§ GIVEN TASK: Please put the lines below, starting at the line that contains "of the beard" and ending at the line that contains "Target: beard", into a JSON list of strings with one string per line, both end lines included and blank lines left out.

Raw records:
++++++++++++++++++++

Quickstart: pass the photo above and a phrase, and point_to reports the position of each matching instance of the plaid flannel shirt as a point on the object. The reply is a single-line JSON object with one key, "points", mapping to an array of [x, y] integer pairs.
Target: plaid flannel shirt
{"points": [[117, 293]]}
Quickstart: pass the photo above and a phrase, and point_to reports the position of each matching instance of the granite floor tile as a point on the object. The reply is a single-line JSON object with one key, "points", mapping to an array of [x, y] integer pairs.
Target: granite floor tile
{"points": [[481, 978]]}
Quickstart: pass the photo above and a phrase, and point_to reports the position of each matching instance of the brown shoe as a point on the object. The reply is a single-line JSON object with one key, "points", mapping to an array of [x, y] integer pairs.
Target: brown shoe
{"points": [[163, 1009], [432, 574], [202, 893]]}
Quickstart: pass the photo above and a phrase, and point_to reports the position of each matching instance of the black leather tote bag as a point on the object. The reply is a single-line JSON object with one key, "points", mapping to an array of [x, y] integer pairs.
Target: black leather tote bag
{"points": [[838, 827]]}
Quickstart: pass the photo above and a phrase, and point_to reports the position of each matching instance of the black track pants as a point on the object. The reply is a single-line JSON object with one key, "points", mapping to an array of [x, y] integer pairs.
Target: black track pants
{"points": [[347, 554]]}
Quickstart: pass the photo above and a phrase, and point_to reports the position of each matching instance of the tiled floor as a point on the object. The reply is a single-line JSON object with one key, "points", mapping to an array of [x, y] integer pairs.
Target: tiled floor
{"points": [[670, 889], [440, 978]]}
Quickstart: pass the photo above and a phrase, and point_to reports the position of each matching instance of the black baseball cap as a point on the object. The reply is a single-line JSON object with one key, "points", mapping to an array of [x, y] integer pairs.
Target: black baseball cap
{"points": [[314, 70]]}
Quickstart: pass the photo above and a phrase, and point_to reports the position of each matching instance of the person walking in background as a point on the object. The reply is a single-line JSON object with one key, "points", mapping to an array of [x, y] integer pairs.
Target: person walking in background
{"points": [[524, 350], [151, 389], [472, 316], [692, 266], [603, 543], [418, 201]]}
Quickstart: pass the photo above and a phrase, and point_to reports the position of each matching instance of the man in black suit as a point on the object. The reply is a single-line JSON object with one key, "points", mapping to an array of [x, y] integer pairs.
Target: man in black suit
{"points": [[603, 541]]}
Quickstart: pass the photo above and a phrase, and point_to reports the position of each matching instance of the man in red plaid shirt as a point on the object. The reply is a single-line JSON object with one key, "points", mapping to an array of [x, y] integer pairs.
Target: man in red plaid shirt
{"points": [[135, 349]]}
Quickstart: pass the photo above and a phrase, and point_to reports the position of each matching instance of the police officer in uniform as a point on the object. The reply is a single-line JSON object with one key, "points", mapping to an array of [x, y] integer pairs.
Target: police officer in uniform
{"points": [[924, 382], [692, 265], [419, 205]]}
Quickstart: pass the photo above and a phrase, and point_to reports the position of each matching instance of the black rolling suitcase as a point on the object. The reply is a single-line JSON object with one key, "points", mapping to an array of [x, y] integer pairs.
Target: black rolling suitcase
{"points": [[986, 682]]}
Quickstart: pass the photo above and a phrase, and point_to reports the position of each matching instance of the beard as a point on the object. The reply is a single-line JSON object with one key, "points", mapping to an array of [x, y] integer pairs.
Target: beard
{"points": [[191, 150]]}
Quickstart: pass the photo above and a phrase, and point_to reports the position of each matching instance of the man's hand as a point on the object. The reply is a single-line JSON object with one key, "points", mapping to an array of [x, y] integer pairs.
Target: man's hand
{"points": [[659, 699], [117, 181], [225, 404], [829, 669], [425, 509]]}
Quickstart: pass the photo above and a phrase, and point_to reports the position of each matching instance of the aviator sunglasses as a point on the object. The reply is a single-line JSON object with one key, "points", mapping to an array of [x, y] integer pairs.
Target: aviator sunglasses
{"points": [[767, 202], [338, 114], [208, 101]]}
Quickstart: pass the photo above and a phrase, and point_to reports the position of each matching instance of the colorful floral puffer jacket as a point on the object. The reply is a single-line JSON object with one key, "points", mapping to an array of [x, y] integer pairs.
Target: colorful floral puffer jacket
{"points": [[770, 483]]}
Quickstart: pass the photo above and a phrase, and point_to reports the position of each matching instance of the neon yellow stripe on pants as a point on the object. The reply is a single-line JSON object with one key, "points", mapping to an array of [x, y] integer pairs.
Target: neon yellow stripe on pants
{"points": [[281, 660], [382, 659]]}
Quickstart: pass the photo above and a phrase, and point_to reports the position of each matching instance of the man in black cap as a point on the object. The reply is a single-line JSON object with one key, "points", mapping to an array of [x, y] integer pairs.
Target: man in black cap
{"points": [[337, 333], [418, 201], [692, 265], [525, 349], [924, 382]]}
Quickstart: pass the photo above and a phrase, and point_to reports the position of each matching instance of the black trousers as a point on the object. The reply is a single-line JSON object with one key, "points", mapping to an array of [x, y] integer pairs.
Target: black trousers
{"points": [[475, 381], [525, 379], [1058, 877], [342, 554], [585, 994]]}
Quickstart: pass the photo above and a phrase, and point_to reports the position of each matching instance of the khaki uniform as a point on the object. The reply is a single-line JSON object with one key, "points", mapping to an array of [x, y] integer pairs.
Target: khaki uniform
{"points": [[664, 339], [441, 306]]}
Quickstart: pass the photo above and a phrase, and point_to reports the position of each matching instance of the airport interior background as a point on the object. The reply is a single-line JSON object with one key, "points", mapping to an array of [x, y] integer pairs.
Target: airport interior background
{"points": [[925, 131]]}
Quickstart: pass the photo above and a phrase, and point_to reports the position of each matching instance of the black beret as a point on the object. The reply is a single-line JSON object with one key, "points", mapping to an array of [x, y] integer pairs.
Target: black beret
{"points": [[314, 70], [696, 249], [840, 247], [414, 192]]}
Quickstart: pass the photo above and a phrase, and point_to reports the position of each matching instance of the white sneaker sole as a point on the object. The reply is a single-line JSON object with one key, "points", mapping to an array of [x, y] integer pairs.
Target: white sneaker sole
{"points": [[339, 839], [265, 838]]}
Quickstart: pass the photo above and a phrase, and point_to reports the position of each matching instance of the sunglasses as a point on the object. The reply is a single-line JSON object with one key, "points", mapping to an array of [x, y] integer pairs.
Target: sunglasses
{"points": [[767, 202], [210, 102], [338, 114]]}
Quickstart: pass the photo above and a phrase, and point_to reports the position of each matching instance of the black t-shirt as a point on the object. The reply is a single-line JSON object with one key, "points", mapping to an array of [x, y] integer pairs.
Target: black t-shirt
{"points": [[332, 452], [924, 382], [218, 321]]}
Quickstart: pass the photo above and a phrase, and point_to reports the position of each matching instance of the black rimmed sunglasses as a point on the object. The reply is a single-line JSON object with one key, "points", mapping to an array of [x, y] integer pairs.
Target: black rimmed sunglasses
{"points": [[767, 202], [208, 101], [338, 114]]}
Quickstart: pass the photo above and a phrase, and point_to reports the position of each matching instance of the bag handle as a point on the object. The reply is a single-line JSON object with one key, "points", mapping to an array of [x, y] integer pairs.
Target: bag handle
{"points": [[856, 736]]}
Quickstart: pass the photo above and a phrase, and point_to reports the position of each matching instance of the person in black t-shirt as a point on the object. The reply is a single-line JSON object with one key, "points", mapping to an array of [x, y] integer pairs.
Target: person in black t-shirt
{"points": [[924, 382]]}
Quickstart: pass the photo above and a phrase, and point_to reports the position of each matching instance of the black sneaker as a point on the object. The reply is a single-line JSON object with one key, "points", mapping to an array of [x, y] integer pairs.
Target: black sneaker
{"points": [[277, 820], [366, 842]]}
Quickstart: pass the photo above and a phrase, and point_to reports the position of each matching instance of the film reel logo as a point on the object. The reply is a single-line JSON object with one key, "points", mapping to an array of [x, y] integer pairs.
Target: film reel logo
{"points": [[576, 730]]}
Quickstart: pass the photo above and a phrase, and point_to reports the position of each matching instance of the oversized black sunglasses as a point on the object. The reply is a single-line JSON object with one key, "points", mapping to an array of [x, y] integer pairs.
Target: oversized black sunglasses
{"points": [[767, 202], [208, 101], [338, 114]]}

++++++++++++++++++++

§ FINISHED ANSWER:
[
  "Quickstart: pass the photo above and a phrase, and point_to reports the position of each matching instance of the beard as a point on the object. The reply is a single-line JSON object with one key, \"points\", mapping to an array of [x, y] integer pairs.",
  "Target: beard"
]